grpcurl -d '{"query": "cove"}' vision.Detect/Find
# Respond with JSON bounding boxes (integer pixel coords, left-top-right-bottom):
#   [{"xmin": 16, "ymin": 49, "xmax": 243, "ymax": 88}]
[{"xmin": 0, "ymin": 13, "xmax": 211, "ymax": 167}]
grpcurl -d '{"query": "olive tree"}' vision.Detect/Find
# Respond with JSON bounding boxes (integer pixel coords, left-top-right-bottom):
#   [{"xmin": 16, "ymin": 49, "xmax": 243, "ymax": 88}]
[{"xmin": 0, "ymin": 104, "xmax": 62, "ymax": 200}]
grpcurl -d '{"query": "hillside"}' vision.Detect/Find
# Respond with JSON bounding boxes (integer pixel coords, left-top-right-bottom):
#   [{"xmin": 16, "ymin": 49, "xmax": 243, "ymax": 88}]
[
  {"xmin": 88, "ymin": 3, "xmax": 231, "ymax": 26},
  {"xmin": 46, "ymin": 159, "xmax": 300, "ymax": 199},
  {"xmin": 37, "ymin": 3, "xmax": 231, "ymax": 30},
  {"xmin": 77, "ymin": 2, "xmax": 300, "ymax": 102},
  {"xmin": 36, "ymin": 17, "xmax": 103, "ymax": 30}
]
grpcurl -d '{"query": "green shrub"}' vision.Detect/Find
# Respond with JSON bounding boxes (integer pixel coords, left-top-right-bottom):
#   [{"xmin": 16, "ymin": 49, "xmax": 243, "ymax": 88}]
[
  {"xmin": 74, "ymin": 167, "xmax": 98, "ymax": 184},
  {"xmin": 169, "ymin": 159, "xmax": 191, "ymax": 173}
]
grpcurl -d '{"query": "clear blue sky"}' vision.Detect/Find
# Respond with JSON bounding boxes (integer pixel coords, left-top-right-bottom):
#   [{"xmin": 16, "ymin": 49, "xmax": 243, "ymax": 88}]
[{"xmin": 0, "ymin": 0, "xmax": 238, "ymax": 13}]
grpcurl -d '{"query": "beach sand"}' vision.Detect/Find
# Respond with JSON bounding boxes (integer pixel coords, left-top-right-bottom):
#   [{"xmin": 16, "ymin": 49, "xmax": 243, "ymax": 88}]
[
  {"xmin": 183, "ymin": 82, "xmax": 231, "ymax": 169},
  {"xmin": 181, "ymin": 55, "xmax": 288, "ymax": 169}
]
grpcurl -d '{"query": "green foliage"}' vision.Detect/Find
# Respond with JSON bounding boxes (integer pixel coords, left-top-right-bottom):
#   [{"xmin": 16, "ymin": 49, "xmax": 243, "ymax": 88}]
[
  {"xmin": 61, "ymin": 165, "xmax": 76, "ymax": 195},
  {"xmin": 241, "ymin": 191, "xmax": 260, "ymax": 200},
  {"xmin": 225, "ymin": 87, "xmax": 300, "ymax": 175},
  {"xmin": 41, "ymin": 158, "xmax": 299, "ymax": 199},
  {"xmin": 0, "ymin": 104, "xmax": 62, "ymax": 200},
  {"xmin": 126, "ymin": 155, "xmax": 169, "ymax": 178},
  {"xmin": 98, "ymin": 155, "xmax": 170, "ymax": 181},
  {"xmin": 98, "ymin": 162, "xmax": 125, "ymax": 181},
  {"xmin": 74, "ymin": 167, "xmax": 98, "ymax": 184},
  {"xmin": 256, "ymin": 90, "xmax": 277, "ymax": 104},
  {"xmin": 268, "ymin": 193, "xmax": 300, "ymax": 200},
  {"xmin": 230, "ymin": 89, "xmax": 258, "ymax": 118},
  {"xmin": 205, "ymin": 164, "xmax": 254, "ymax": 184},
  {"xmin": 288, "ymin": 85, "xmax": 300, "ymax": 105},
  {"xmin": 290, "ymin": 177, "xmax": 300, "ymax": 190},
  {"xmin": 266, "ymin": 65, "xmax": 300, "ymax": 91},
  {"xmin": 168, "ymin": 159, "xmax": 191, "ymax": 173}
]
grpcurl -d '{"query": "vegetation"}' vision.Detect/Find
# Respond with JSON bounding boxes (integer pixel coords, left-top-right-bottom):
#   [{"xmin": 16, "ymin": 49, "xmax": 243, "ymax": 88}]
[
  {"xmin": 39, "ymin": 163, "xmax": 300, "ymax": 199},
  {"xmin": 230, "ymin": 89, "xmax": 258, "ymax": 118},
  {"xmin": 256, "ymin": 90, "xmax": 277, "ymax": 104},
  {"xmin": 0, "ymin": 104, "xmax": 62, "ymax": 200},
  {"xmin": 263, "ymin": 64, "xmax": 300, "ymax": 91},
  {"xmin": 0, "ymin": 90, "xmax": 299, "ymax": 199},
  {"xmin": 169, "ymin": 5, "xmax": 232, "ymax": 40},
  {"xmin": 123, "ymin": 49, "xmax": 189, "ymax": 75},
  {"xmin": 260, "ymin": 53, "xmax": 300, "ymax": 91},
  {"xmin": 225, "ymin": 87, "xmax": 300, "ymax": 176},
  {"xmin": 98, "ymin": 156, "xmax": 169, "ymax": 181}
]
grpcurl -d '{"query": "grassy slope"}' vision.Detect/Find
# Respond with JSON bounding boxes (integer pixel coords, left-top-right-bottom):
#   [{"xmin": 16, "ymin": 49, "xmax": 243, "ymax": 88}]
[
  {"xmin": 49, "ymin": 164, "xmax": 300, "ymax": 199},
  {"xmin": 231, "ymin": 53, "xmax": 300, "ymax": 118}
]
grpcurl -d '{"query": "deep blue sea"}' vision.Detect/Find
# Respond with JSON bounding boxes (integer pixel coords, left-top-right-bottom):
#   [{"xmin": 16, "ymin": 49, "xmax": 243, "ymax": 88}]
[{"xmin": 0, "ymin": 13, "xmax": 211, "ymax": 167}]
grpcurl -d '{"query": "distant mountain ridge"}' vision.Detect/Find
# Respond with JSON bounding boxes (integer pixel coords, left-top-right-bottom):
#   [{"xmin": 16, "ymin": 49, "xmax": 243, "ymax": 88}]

§ ASSIGNED TASK
Respond with the count of lines above holding the string "green", and leave out everything else.

§ EXERCISE OUTPUT
2